======== Material provided

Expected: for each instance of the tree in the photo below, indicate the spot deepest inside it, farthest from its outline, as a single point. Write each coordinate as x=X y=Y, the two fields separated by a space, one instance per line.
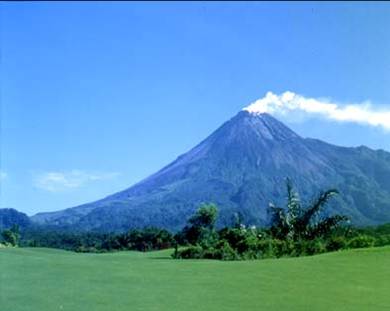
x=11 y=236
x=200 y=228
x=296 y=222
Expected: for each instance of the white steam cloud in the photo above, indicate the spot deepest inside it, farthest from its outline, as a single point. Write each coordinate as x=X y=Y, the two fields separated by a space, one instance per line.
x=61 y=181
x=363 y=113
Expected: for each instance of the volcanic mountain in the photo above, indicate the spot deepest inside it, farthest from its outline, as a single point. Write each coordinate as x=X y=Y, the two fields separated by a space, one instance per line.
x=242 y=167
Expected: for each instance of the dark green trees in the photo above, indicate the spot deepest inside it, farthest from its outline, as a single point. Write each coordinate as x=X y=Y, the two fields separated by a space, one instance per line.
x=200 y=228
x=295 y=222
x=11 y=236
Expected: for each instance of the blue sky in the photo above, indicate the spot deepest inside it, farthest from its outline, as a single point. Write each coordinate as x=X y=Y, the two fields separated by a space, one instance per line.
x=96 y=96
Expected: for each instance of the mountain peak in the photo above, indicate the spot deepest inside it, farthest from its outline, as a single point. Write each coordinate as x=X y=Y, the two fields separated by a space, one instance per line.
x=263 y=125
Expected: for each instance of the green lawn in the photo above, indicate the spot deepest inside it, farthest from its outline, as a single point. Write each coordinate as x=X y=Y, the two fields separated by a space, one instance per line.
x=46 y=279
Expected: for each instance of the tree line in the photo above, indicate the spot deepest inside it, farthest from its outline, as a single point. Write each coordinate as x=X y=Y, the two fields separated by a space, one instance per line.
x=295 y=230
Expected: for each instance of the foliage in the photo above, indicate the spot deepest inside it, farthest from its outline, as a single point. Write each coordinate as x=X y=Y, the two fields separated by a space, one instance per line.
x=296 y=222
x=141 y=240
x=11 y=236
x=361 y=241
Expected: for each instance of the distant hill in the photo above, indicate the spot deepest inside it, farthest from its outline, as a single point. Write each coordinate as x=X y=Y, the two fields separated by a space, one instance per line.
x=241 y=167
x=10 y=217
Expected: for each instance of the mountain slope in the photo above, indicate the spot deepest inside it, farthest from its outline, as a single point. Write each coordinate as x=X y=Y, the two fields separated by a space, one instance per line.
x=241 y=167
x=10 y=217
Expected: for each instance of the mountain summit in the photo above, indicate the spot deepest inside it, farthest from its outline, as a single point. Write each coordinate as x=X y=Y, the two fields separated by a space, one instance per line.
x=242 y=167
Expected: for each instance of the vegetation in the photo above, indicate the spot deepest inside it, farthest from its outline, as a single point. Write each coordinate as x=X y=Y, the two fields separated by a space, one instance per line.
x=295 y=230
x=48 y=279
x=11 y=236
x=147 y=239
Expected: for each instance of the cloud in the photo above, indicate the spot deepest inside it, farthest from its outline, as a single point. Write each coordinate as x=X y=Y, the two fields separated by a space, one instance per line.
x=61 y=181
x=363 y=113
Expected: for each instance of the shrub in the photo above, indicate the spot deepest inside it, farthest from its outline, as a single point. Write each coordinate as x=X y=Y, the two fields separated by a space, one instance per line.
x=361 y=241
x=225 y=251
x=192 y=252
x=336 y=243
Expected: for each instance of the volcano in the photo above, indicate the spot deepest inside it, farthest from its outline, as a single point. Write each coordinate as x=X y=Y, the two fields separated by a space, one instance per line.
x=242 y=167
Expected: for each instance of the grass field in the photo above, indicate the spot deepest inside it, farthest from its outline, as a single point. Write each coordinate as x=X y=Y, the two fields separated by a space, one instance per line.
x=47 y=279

================

Exercise:
Each line above has to be returned exactly. Drop the pictures.

Answer below:
Expected: for each instance of the tree in the photo below, indicate the spot deepest inside it, farthest from its outline, as a single point. Write each coordinate as x=X y=Y, the two fields separated by a space, one instance per line.
x=11 y=236
x=200 y=228
x=296 y=222
Expected: for each instance of the white steam cloud in the photo above, indicate the spot deepest inside it, farthest from its outline, as a single point. Write each coordinate as x=X y=Y, the two fields separated by a space, one instance per line.
x=61 y=181
x=363 y=113
Expected: for each instance of the volcanic mountain in the photo above, indicate the spot deepest inside it, farthest from its outline, as a single point. Write each coordinate as x=X y=Y, the two fields separated by a space, one instance per line.
x=242 y=167
Expected: for each instance of the dark green trees in the photo above, indicate the spot deepest inside it, farthest from its outline, as a single point. Write each coordinate as x=X y=Y, the two fields separated by a space, one instance per line.
x=200 y=228
x=295 y=222
x=11 y=236
Expected: for each instance of the blue sky in the photo above, indicate the spot deepest inside it, farthest from its outline, as a single point. Write each coordinate as x=X y=Y, the two fields separated by a space, one instance per line.
x=96 y=96
Expected: for each instance of the mountain peak in the photo above, indicate the spot deepest inside it, farthest from its outline, as a single point. Write each coordinate as x=X y=Y, the two fields separated by a space, one instance per line.
x=263 y=125
Expected: for each instance of the green lawn in the photo above, indicate the spot deepest inside it, farthest from its outline, as a single point. Write each coordinate as x=X y=Y, the two fields separated by a space, one instance per line.
x=46 y=279
Expected: for each instance of the tree line in the photo above, indicate the spot deepest inside it, farthest from its outline, as a single point. Write each coordinate as x=X y=Y, the two fields separated by a space, one instance per line.
x=295 y=230
Expected: for each instance of the foliage in the photo above, indicate the spot deepest inside it, farthest from its outline, as a single point. Write each coordinate as x=X y=Y, the two fields separated by a space, one instance per line.
x=296 y=222
x=141 y=240
x=11 y=236
x=361 y=241
Expected: for each instance of the distant hill in the photo above, indicate the spot deepest inside it, farthest from its outline, as a single point. Write each coordinate as x=X y=Y, the two fields separated by a space, one instance per line.
x=241 y=167
x=10 y=217
Expected: for each instance of the mountain slope in the photo above, indicate the spot deepest inside it, farthest from its outline, as a single point. Write each coordinate as x=X y=Y, the two fields separated by a space, one instance per line.
x=241 y=167
x=10 y=217
Expected: for each instance of the mountain summit in the photo above, indicate the spot deepest inside it, farthest from its outline, as a single point. Write each coordinate as x=X y=Y, the two fields separated by a space, one instance per line.
x=242 y=167
Expected: for each instance of the vegetation in the photo above, indicate the spot deepest inside it, farthest from its outline, as a single point. Write each coordinate as x=X y=Y, the two fields separated by a space, one instance per line.
x=295 y=230
x=48 y=279
x=11 y=236
x=147 y=239
Expected: for each instance of the cloud in the photo above, indicate the spot deepest inside it, farthest from its outline, as a single point. Write each coordinate as x=X y=Y, the two fields separated by a space, one instance per line.
x=61 y=181
x=363 y=113
Expected: for each instance of the shrub in the photo above, indicate the spot deepest inside it, farthest from its outline, as a single point. Write each coordinate as x=X y=Y, the two fields separated by a space, one instance per line.
x=361 y=241
x=225 y=251
x=192 y=252
x=336 y=243
Expected: for each instance of the volcano in the photo above, indicate the spot deepest inside it, farthest from its outline, as a single point. Write each coordinate as x=X y=Y, the two fields separated by a space, one instance per line.
x=242 y=167
Expected: for each instance of the grass field in the photo above, indicate the spot deepest inside it, farthest from its outline, as a single point. Write each coordinate as x=X y=Y, the two fields separated by a space, one instance per line.
x=47 y=279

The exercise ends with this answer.